◆ TASK GOAL
Write what follows the last line of the interview below about race, labor organizing, and tech company workers.

### TEXT BLOCK ###

One of Jade’s first big campaigns was called Quit the Council. It was back in 2017. Black activists were angry at President Trump’s reaction to the white supremacist violence in Charlottesville. Maybe you remember? It’s when Trump said this:
Donald TRUMP: You also had people that were very fine people on both sides.
So, Color of Change began to put pressure on all the C.E.O.’s who were on Trump’s councils of business leaders to quit. And it worked. In fact, so many C.E.O.’s quit, the councils were disbanded. Some of those C.E.O.’s were from tech companies.
MAGNUS: That was my first time thinking about tech work and the intersection of tech and racial justice and civil rights. Previously I had just been like everyone else. I used Twitter and Facebook socially. I thought of them as these amorphous, wide playgrounds. I didn’t really think of them as corporations with interests and desires and agendas.
Sudhir VENKATESH: You had this experience moving through the world of labor organizing, which has always had a complicated relationship to race-based activism.
VENKATESH: And how do you think that that has influenced you today? What are the ways in which having that experience of understanding the situation of workers informs the way that you think about campaigns and how you develop your strategy?
MAGNUS: Initially, as a young Black woman, my lens was around race. It’s a key way of thinking and understanding the world. And it’s also important in understanding the way that labor works, because there are many people who will look at the state of the world and say that the only real issue is economic justice, and that once we have a social safety net that things will be better for everyone.
And that may be true. But there are also a separate set of issues that singularly impact Black people. You have the leftist, what we would call a class reductionist, who’ll believe that any conversation about race is shallow identity politics. In my experience, I just simply know that’s not true.
Even when we’re talking about Facebook and Twitter. Yes, these companies are renowned for this progressive utopia, right? You go to Facebook, and you go to Twitter, you go to Google and you get free gourmet lunch every single day and you get endless vacation days, gyms and pools at work. When the truth of the matter is that there’s a secondary workforce that is largely racialized, that’s largely Black people, who aren’t afforded the same protections and pleasures.
These people are a second class of workers who are contractors. Particularly with tech, the way that race and class and worker status intersect is really, really interesting and something that’s not talked about pretty much at all.
VENKATESH: Can I just ask you to go a little deeper? You were saying that there is another class of workers at these tech companies that maybe aren’t in the public eye or that we may not associate with tech or that we just don’t see. But they’re integral to the working of the industry. Are they doing different jobs or are they doing the same jobs, getting paid less?
MAGNUS: There’s a second class of workers who I actually organized, which is the cafeteria workers and the security guards at these companies. They contract these positions out, particularly for security. I was on an organizing drive back in 2016, knocking on the doors of these security guards and cafeteria workers and saying, “What about this discrepancy? How do you feel when you’re at work and you see a progressive utopia of young people who are having the time of their lives at work and you cannot even pay rent in your apartment near Oakland or San Jose?”

### DATA ###

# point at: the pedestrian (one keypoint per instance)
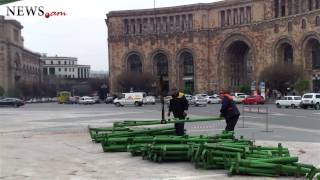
(178, 106)
(229, 110)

###

◆ TASK RESULT
VENKATESH: What’s some of their responses? I’m curious to know how that conversation goes with them.
MAGNUS: I probably knocked on, I can’t even count, 500 minimum one-to-ones with workers across the board, from the security workers at Facebook and Twitter and Google. I think workers get it. I think that they understand. But it was a long period. And there were a lot of hard conversations.
Many people are not looking to join institutions. What they’re looking for is to get paid and put their head down. They don’t want any trouble. They want to do their work and go home. But, overall, there’s a mistrust of institutions. And that includes not only employers, but also includes unions and social justice organizations. There’s an intrinsic feeling that power can be scary and that powerful institutions can do wrong by you.
In 2017, there were about 3,000 of the security guards who were working on the campuses for tech companies like Facebook and Twitter. They ended up ratifying their first union contract. It was a big deal. And it was a big win for Jade and her fellow organizers.
Now, they still aren’t technically employees of the tech companies. They work mostly for security firms like Allied Universal and Securitas. But they did end up winning higher pay and better benefits.
Besides labor organizing, Jade’s work collides with the tech industry in another big way. She and her fellow activists, they have to use the social media platforms to get their word out, to spread their agenda. And she says most people don’t even really think about how powerful the Silicon Valley gatekeepers can be. For example, both Twitter and Facebook in recent years have imposed various degrees of bans on political ads.
MAGNUS: We do have to buy ads in order to be seen. And I think it’s a discussion of, what does it mean to be political? What is a political ad? Color of Change putting out ads demanding fair housing or a higher living wage? What separates it? Is there a difference between the Trump campaign or Biden campaign buying an ad saying “Vote for my candidate”?
VENKATESH: It sounds like from the Facebook side of the fence, your work on social change is being grouped in with people who are political candidates. It doesn’t really capture the ways in which the work that you’re doing is different than the work of a political candidate.
MAGNUS: Yeah, absolutely. Color of Change is affected by the ban on political ads that happened after the election. And the truth is that Facebook has created an algorithm that makes it extremely hard to reach your audiences organically. We can’t simply post it on our page and hope that it gets seen.
What makes one political and what makes them nonpolitical? You know, most of the ways that we move in the world and the things that we discuss are impacted by our politics, whether those politics are underneath the surface or right in our faces.
VENKATESH: I managed the Facebook hate speech team. We were trying to work on improving our capacity to use automation to make correct judgments. And we struggled because speech is just unlike spam or something like that where you’re like, “Okay. well, that’s spam. Let’s get it off.” There’s nuance. There’s, who said it? Why were they saying it?
And a big issue for us was just taking down the accounts of activists and people who were using speech in a way that our computers failed to recognize. I don’t know if you recall. We were taking down the accounts and removing the content of a lot of Black activists around the world.
VENKATESH: Do you recall some of the ways that impacted your work and Color of Change at that time?
MAGNUS: I was at the organization during that time and we worked with tons of Black activists and talked to many who were impacted by Facebook disproportionately taking down Black activists’ pages and their content for maybe using the N-word or whatever.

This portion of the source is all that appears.